=== JOB ===
Please pick out every line in the data below that contains the word "pixels" with matching case, and copy each of those lines in full.

=== MATERIAL FOR THIS EXERCISE ===
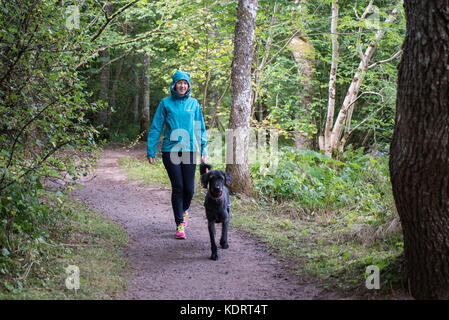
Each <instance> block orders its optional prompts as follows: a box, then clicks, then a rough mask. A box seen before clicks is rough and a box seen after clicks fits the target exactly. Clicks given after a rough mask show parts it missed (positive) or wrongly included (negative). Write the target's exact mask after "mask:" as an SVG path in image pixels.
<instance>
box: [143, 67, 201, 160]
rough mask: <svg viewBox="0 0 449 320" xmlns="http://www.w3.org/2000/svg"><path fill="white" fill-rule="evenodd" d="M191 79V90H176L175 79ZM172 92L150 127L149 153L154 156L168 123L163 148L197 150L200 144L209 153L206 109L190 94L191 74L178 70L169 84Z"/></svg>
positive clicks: (178, 150)
mask: <svg viewBox="0 0 449 320" xmlns="http://www.w3.org/2000/svg"><path fill="white" fill-rule="evenodd" d="M182 79H184V80H186V81H187V82H188V83H189V90H188V91H187V93H186V94H185V95H184V96H182V97H180V96H179V95H178V92H176V91H175V83H176V82H177V81H179V80H182ZM170 92H171V96H169V97H166V98H164V99H162V101H161V102H160V103H159V106H158V107H157V110H156V113H155V115H154V118H153V122H152V123H151V126H150V130H149V131H148V138H147V157H148V158H154V157H155V156H156V150H157V146H158V143H159V139H160V136H161V133H162V129H163V128H164V126H165V133H164V139H163V141H162V147H161V151H162V152H179V151H183V152H187V151H189V152H198V147H197V144H198V145H200V151H201V155H202V156H205V155H207V150H206V145H207V134H206V127H205V125H204V119H203V113H202V111H201V107H200V104H199V103H198V100H196V99H195V98H192V97H190V92H191V90H190V74H188V73H187V72H183V71H176V72H175V74H174V75H173V80H172V83H171V85H170Z"/></svg>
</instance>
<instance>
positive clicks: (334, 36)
mask: <svg viewBox="0 0 449 320" xmlns="http://www.w3.org/2000/svg"><path fill="white" fill-rule="evenodd" d="M337 24H338V0H332V19H331V39H332V62H331V71H330V75H329V99H328V103H327V115H326V125H325V128H324V139H323V137H320V141H319V144H320V149H321V150H323V151H324V153H325V154H327V155H330V156H332V148H331V143H330V142H331V133H332V124H333V122H334V113H335V97H336V90H337V67H338V48H339V45H338V34H337Z"/></svg>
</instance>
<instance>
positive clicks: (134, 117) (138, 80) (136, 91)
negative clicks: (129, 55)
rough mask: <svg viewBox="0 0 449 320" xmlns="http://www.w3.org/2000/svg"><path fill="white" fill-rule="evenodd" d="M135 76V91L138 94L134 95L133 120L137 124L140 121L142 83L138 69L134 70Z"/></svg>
mask: <svg viewBox="0 0 449 320" xmlns="http://www.w3.org/2000/svg"><path fill="white" fill-rule="evenodd" d="M133 75H134V90H135V91H136V93H135V94H134V103H133V120H134V122H133V123H135V124H137V123H138V121H139V97H140V94H139V93H140V81H139V72H138V71H137V69H134V70H133Z"/></svg>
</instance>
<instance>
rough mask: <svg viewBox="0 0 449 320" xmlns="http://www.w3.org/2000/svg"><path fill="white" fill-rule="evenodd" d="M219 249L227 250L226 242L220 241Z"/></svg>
mask: <svg viewBox="0 0 449 320" xmlns="http://www.w3.org/2000/svg"><path fill="white" fill-rule="evenodd" d="M220 247H221V248H222V249H227V248H229V245H228V243H227V242H222V241H220Z"/></svg>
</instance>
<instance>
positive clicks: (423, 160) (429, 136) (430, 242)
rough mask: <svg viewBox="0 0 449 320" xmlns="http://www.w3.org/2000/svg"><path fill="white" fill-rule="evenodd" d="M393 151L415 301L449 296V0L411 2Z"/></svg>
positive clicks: (403, 48) (394, 137) (409, 264)
mask: <svg viewBox="0 0 449 320" xmlns="http://www.w3.org/2000/svg"><path fill="white" fill-rule="evenodd" d="M404 7H405V14H406V19H407V33H406V38H405V41H404V45H403V56H402V60H401V63H400V66H399V77H398V90H397V103H396V108H397V110H396V123H395V130H394V135H393V141H392V143H391V150H390V173H391V182H392V185H393V194H394V198H395V202H396V206H397V210H398V213H399V216H400V219H401V224H402V229H403V234H404V254H405V258H406V263H407V275H408V278H409V283H410V290H411V293H412V295H413V296H414V297H415V298H418V299H448V298H449V215H448V212H449V130H448V128H449V28H448V21H449V10H448V8H449V0H433V1H422V0H405V1H404Z"/></svg>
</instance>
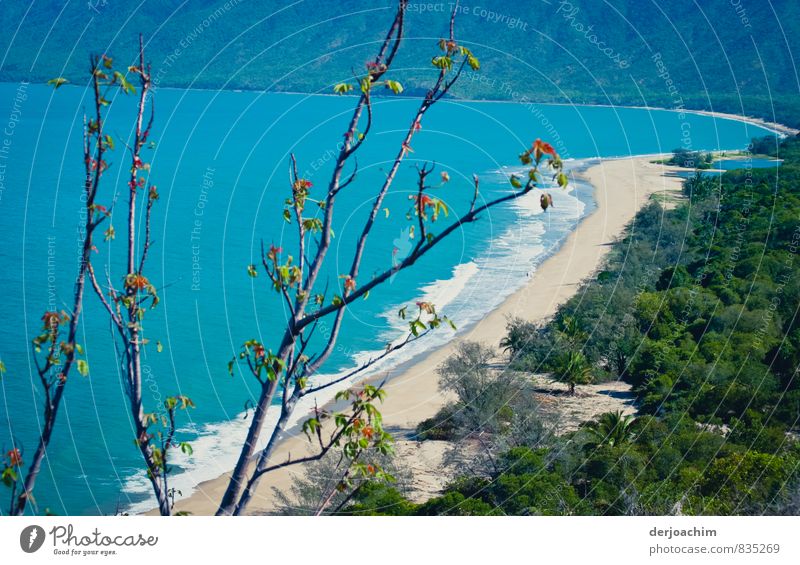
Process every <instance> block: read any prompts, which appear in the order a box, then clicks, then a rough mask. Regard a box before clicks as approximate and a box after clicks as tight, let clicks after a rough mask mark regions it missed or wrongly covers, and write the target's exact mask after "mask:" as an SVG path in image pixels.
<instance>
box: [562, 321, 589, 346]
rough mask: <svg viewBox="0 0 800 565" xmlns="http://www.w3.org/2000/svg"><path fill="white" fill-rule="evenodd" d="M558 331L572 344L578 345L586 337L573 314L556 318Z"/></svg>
mask: <svg viewBox="0 0 800 565" xmlns="http://www.w3.org/2000/svg"><path fill="white" fill-rule="evenodd" d="M558 332H559V333H560V334H561V335H562V336H563V337H564V338H566V340H567V341H568V342H569V344H570V345H573V346H576V345H580V343H581V342H584V341H586V338H587V337H588V336H587V335H586V332H585V331H583V330H582V329H581V326H580V323H578V319H577V318H576V317H575V316H566V315H565V316H561V317H560V318H559V320H558Z"/></svg>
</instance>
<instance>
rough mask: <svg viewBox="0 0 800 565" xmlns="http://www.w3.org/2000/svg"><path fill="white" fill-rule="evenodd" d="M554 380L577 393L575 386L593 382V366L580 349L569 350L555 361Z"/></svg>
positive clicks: (572, 393) (572, 390)
mask: <svg viewBox="0 0 800 565" xmlns="http://www.w3.org/2000/svg"><path fill="white" fill-rule="evenodd" d="M552 377H553V380H554V381H556V382H559V383H564V384H566V385H567V386H568V387H569V393H570V394H575V386H576V385H582V384H588V383H590V382H592V367H591V365H589V362H588V361H587V360H586V356H585V355H584V354H583V353H581V352H580V351H567V352H566V353H562V354H561V355H559V356H558V358H557V359H556V362H555V370H554V371H553V374H552Z"/></svg>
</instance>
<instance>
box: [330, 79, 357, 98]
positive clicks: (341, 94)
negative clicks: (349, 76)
mask: <svg viewBox="0 0 800 565" xmlns="http://www.w3.org/2000/svg"><path fill="white" fill-rule="evenodd" d="M351 90H353V85H352V84H349V83H346V82H340V83H339V84H337V85H335V86H334V87H333V91H334V92H335V93H336V94H338V95H340V96H341V95H342V94H347V93H348V92H350V91H351Z"/></svg>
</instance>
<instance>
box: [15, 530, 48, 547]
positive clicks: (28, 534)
mask: <svg viewBox="0 0 800 565" xmlns="http://www.w3.org/2000/svg"><path fill="white" fill-rule="evenodd" d="M42 544H44V528H43V527H41V526H28V527H27V528H25V529H24V530H22V533H21V534H20V535H19V546H20V547H21V548H22V551H24V552H25V553H34V552H36V551H38V550H39V548H40V547H42Z"/></svg>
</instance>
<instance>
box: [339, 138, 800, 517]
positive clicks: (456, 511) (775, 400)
mask: <svg viewBox="0 0 800 565" xmlns="http://www.w3.org/2000/svg"><path fill="white" fill-rule="evenodd" d="M776 156H777V157H780V158H781V159H784V162H783V165H782V166H781V167H780V168H779V169H778V172H776V170H775V169H762V170H758V169H748V168H745V169H740V170H736V171H731V172H728V173H725V174H724V175H722V176H718V177H713V176H700V175H699V174H698V175H696V176H694V177H693V178H690V179H689V180H687V181H686V182H685V184H684V189H683V190H684V195H683V196H684V197H683V198H682V200H681V202H680V204H679V205H677V206H664V205H662V203H661V202H660V201H659V200H654V201H652V202H651V203H650V204H649V205H647V206H646V207H645V208H643V209H642V210H641V211H640V212H639V214H638V215H637V216H636V217H635V219H634V221H633V222H632V223H631V224H630V226H629V228H628V230H627V232H626V235H625V237H624V238H623V239H621V240H619V241H618V242H616V244H615V245H614V247H613V249H612V251H611V253H610V255H609V258H608V260H607V262H606V264H605V266H604V269H603V270H602V271H601V272H599V273H598V274H597V276H596V278H594V279H593V280H590V281H588V282H586V283H585V285H584V287H583V288H582V289H581V291H580V292H578V293H577V294H576V295H575V296H574V297H573V298H572V299H570V300H569V301H568V302H567V303H565V304H564V305H563V306H562V307H561V308H560V309H559V311H558V312H557V314H556V315H555V316H554V317H553V319H552V320H550V321H549V322H548V323H546V324H544V325H541V326H537V325H533V324H530V323H528V322H524V321H521V320H510V321H509V326H508V334H507V336H506V337H505V339H504V340H503V342H502V345H503V346H504V347H505V348H506V355H505V357H504V359H505V361H504V362H503V363H501V364H499V366H498V363H497V359H498V354H497V352H495V351H492V350H491V348H489V347H486V346H484V345H481V344H477V343H465V344H463V345H461V347H460V349H459V353H458V355H457V356H455V357H453V358H451V359H449V360H448V361H446V362H445V363H444V364H443V365H442V366H441V367H440V368H439V374H440V377H441V382H442V385H441V386H442V388H443V389H445V390H449V391H451V392H454V393H455V395H456V397H457V398H458V400H457V401H456V402H455V403H453V404H451V405H449V406H446V407H445V408H444V409H442V410H441V411H440V413H439V414H438V415H437V416H436V417H435V418H433V419H431V420H428V421H426V422H423V423H422V424H420V426H419V427H418V430H417V432H418V439H420V440H422V441H426V440H435V439H445V440H451V441H454V443H456V444H458V443H463V444H467V443H471V444H472V451H470V452H469V456H468V459H469V465H468V466H466V467H462V470H461V472H460V473H459V474H458V477H457V478H456V479H455V480H454V481H453V482H452V483H451V484H450V485H449V486H447V488H446V489H445V491H444V492H443V493H442V494H441V495H440V496H437V497H435V498H433V499H431V500H429V501H427V502H425V503H424V504H413V503H411V502H409V501H408V500H406V499H405V498H404V497H403V495H402V493H401V492H400V490H399V489H398V488H397V487H396V485H391V484H386V483H376V482H370V483H364V484H363V485H362V486H360V487H359V488H357V489H356V490H355V492H354V495H353V496H352V497H351V498H350V499H349V500H347V501H346V503H345V504H340V505H339V510H338V511H339V512H340V513H344V514H370V515H372V514H389V515H439V514H450V515H486V514H493V515H498V514H500V515H520V514H526V515H564V514H566V515H585V514H589V515H596V514H602V515H671V514H673V515H674V514H685V515H720V514H721V515H731V514H748V515H752V514H781V515H786V514H797V512H798V511H800V483H799V482H798V480H800V476H799V474H798V466H799V465H800V445H798V442H797V432H798V417H799V416H800V383H798V379H797V378H796V367H797V366H798V364H800V322H799V321H798V317H797V314H798V304H800V263H799V262H798V261H797V258H796V257H795V255H796V253H797V250H798V246H800V189H799V188H798V187H800V138H791V139H787V140H785V141H784V142H783V143H782V145H781V146H780V147H779V149H778V151H777V153H776ZM501 358H502V357H501ZM534 373H538V374H541V373H548V374H550V375H552V378H553V379H556V380H558V381H561V382H563V383H565V384H567V385H568V386H569V387H570V388H573V389H574V388H576V389H577V390H578V391H580V387H581V385H582V384H584V383H588V382H604V381H614V380H618V379H621V380H623V381H624V382H626V383H628V384H629V385H630V386H631V387H632V390H633V391H634V392H635V394H636V407H637V413H636V414H635V415H623V414H621V413H619V412H609V413H605V414H603V415H601V416H600V417H598V418H596V419H595V420H593V421H588V422H584V423H583V424H582V425H581V426H580V428H579V429H578V430H576V431H573V432H570V433H567V434H557V433H552V432H548V426H547V422H546V421H544V420H543V419H541V418H539V417H537V416H536V409H535V407H533V406H531V401H530V397H531V395H530V394H529V393H530V392H531V387H532V386H533V385H532V384H531V380H530V378H529V377H530V375H531V374H534ZM476 438H479V443H478V444H477V445H478V447H477V448H476V447H475V445H476V444H475V439H476Z"/></svg>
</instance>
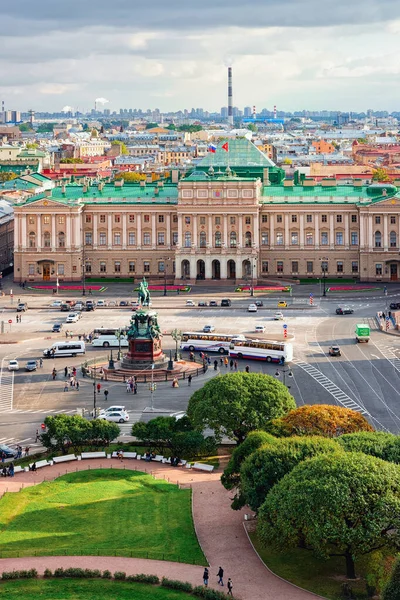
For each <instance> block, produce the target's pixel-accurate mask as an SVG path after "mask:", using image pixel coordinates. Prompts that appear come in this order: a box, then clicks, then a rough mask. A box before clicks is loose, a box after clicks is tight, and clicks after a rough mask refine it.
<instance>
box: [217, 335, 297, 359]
mask: <svg viewBox="0 0 400 600" xmlns="http://www.w3.org/2000/svg"><path fill="white" fill-rule="evenodd" d="M229 356H231V357H232V358H246V359H251V360H266V361H267V362H280V360H281V359H282V358H283V359H284V361H285V362H291V361H292V360H293V346H292V344H290V343H288V342H274V341H269V340H245V341H241V340H232V342H231V345H230V348H229Z"/></svg>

=== SOLUTION TO THE PROBLEM ===
Each <instance> block orders its optional prompts as follows: a box, then clicks, then a rough mask. A box seen before clicks is rough and a box seen after clicks fits the target exactly. Clicks given after a rough mask show parts it missed (positive) or wrongly included (negative). Write the target's exact mask after "mask:" as an SVG path in image pixels.
Process every <instance> block: read any prompts, which appear in the order a box, then clicks, then a rough mask. Regard a box before clicks as approximate and a box after clicks as tight, let clicks after a rough mask mark regions it missed or wrongly covers, and write the target's exact mask after "mask:" as an SVG path in image pixels.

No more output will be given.